═════ READING PASSAGE ═════

|An aerial photo of our Bloemfontein Campus.
At the beginning of the previous century, a decades-long dream of an institution of higher education in the Free State (then called the Orange River Colony), one of the provinces in South Africa, became a reality with the establishment of the Grey College School with only six (B.A.) students on 28 January 1904.
The first two students graduated in 1905 and a year later the institution became known as the Grey University College (GUC). Shortly thereafter, the school and college parted ways. By 1907 the number of students had grown to 29 and the lecturers to ten. In 1910 the Parliament of the Orange River Colony passed legislation declaring the GUC an official educational institution in Arts and Sciences.
In the beginning the main thrust at the GUC was towards English and lectures were mainly offered in English, but in the late 1940s Afrikaans became the official language of instruction at the university. In 1993 the UFS became a parallel-medium institution, offering lectures in both English and Afrikaans. In the 1940s, to cement ties with its home province, the name was changed to the University College of the Orange Free State. This was followed by another name change to the University of the Orange Free State (UOFS) on 18 March 1950 when the South African Parliament declared the university a fully fledged, independent university.
Over the following decades this university became an institution of higher learning to be reckoned with, not only in South Africa, but also outside the country’s borders.
In February 2001, the university’s name changed again, this time to the University of the Free State (UFS). The new name was adopted to reflect the real character of the university and its environment.

═════ STORED DATA ═════

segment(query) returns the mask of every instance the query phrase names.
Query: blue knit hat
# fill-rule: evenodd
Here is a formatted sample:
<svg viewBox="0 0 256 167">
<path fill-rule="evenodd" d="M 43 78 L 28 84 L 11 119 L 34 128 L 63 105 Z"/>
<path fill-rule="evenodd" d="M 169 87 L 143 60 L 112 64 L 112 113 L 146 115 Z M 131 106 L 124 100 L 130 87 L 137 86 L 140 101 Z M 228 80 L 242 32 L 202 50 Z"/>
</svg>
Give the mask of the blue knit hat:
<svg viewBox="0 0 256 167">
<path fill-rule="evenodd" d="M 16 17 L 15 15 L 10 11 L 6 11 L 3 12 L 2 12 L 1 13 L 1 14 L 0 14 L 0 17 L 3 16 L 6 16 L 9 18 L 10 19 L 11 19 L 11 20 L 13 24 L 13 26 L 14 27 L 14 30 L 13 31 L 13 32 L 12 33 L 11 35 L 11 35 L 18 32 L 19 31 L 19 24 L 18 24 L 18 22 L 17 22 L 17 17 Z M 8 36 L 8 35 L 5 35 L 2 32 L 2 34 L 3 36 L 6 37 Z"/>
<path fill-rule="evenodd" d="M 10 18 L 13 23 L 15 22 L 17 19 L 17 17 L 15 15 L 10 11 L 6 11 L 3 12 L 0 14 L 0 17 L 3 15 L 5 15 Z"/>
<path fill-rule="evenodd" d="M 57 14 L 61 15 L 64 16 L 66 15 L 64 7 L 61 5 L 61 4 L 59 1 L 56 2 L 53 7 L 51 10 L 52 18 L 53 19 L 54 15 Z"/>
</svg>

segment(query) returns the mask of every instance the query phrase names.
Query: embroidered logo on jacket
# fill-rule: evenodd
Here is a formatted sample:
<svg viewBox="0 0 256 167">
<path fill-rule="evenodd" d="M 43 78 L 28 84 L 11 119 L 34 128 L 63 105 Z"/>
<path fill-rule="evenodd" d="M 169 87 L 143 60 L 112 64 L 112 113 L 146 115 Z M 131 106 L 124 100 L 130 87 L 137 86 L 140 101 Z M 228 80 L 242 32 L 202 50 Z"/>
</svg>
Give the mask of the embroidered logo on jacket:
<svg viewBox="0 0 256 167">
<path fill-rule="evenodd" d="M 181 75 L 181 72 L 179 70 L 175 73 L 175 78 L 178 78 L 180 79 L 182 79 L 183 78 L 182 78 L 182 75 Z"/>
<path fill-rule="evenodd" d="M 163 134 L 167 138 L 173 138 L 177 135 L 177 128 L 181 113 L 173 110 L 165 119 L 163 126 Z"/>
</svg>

═════

▶ [REQUIRED TASKS]
• 1. Do these statements agree with the university history? Answer yes or no for each, quoting the deciding words. (a) The Grey College School opened with six students. (b) By 1907 the institution had 29 lecturers. (c) The university began offering lectures in both English and Afrikaans in 1993.
• 2. Copy a passage from the university history, starting at the words "The first two" and ending after the words "Arts and Sciences.".

▶ [ANSWERS FOR THIS EXERCISE]
• 1.
(a) Yes: "with only six (B.A.) students on 28 January 1904"
(b) No: "By 1907 the number of students had grown to 29 and the lecturers to ten."
(c) Yes: "In 1993 the UFS became a parallel-medium institution, offering lectures in both English and Afrikaans."

• 2.
The first two students graduated in 1905 and a year later the institution became known as the Grey University College (GUC). Shortly thereafter, the school and college parted ways. By 1907 the number of students had grown to 29 and the lecturers to ten. In 1910 the Parliament of the Orange River Colony passed legislation declaring the GUC an official educational institution in Arts and Sciences.